─── TASK INPUT

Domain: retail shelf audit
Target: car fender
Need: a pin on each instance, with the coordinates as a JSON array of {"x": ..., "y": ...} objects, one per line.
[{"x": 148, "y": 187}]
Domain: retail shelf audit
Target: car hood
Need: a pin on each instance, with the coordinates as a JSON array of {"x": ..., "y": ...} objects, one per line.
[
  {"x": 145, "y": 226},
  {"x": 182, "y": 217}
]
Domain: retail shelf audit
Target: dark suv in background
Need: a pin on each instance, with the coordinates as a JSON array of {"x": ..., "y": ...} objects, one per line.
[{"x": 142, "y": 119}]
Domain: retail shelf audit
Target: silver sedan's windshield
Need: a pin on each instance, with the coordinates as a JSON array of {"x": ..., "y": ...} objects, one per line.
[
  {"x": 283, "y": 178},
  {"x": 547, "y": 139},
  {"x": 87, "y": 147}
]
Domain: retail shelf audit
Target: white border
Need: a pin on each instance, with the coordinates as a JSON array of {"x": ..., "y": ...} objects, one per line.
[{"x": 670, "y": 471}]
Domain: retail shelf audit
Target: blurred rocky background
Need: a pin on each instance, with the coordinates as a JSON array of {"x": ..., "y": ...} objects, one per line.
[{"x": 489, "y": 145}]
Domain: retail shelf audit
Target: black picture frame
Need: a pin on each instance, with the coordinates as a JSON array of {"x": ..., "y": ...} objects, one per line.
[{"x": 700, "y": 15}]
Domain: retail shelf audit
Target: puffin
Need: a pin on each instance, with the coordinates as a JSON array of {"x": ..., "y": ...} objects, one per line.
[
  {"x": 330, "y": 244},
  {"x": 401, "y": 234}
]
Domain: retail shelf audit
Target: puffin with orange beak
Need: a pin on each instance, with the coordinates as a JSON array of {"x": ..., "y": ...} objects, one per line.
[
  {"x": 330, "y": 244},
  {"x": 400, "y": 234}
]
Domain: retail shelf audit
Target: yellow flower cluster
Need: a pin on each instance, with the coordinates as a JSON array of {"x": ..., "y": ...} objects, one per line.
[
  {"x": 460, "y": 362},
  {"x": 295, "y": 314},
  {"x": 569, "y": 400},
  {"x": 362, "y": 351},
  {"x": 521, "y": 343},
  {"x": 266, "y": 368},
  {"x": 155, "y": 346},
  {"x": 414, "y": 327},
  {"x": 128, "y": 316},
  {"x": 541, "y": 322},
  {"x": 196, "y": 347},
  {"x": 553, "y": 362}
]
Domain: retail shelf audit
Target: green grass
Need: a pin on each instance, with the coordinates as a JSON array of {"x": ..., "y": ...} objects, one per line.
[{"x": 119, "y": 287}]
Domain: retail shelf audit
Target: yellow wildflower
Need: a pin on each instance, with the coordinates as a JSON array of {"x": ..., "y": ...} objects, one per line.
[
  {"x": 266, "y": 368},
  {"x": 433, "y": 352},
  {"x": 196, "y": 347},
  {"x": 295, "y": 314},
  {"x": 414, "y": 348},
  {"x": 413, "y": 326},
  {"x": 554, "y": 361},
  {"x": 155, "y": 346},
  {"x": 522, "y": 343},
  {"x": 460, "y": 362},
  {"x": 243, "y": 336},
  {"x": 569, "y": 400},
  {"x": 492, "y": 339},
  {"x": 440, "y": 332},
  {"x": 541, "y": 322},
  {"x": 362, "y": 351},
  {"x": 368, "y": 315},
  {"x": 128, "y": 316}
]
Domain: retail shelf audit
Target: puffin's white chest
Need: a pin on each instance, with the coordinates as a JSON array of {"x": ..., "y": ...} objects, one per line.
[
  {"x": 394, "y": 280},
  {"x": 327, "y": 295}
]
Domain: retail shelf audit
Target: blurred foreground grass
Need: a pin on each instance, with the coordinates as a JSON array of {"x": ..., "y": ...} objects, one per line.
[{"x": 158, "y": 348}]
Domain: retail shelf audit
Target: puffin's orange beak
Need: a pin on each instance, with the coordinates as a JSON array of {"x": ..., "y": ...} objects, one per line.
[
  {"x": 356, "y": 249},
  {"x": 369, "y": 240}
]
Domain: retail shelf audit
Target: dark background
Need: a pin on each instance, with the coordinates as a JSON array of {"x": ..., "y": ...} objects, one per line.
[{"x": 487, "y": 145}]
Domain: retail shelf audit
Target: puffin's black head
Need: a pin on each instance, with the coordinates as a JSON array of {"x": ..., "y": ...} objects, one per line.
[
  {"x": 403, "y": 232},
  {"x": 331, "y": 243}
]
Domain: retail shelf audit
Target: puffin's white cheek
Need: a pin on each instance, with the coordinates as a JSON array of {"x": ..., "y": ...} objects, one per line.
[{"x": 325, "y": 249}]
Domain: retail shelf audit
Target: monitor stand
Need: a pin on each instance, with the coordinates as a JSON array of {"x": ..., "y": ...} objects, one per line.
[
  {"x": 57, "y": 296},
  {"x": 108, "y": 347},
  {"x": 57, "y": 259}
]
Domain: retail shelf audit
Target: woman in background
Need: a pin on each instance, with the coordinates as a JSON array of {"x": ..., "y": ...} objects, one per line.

──────

* THE TASK
Search the data for the string "white" and copy out every line where it is found.

* RESPONSE AREA
Target: white border
Target: puffin's white chest
Target: puffin's white cheek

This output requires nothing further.